▶ **STATED TASK**:
Can you extract every line from the data below that contains the string "cluster"?

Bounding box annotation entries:
— Begin —

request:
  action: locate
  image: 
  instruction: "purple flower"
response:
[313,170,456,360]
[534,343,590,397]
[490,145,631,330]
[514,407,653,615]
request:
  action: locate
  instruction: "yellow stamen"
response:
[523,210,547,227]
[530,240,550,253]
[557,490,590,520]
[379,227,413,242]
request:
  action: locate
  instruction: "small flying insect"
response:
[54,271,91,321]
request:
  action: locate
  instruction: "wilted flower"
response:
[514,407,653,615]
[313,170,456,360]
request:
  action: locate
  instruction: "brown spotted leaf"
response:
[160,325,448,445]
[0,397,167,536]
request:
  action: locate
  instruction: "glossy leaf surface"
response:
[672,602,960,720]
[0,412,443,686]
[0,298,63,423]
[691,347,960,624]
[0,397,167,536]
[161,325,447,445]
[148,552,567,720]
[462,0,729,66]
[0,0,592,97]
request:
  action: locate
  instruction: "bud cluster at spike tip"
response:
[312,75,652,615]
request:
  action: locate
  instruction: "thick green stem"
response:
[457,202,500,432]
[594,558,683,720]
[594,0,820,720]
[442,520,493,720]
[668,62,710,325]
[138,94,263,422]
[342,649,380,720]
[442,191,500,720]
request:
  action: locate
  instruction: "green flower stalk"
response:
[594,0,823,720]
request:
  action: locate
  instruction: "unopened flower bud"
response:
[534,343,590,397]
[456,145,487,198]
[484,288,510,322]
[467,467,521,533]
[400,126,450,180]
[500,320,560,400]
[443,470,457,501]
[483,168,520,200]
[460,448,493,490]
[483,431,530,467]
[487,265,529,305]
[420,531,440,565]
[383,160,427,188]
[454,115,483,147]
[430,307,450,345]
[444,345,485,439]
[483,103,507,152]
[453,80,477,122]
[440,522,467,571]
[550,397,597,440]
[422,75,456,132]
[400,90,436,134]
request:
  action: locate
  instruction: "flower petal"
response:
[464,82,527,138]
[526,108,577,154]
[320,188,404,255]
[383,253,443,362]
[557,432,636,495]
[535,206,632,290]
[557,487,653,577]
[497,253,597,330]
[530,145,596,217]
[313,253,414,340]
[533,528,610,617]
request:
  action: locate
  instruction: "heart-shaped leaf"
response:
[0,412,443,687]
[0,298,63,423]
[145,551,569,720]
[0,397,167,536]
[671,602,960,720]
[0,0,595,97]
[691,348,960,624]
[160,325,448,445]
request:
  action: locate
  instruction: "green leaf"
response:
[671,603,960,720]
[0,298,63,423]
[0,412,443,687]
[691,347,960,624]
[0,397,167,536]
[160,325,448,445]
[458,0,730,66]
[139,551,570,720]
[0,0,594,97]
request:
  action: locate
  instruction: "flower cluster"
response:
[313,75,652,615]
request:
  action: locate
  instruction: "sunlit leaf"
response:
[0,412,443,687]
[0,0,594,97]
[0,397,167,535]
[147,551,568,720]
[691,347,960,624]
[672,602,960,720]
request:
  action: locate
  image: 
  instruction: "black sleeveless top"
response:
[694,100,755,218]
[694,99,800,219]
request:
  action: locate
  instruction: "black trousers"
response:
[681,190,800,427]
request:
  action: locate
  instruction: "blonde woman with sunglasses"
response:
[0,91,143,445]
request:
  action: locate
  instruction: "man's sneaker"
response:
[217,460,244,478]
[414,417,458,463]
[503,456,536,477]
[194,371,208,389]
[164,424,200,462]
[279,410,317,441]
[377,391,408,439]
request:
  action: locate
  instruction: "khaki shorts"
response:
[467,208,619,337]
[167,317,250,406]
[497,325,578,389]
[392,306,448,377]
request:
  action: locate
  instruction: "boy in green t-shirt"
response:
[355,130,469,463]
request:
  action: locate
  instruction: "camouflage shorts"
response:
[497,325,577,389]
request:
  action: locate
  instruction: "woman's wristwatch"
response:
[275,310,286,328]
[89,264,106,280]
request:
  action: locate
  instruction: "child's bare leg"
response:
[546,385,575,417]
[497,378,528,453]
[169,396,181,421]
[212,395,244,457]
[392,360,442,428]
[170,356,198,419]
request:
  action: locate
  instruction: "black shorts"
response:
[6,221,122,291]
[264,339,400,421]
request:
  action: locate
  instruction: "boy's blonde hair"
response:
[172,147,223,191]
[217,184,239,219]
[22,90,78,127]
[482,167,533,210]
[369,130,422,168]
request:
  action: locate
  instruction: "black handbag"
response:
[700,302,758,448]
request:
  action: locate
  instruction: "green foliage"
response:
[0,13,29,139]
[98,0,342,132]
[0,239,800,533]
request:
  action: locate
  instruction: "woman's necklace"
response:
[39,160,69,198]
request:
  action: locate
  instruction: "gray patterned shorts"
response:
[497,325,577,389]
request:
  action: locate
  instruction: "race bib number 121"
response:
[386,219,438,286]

— End —

▶ **SOLUTION TO THIS PROBLEM**:
  instruction: "bud cluster at spike tip"
  instruction: "flower cluster"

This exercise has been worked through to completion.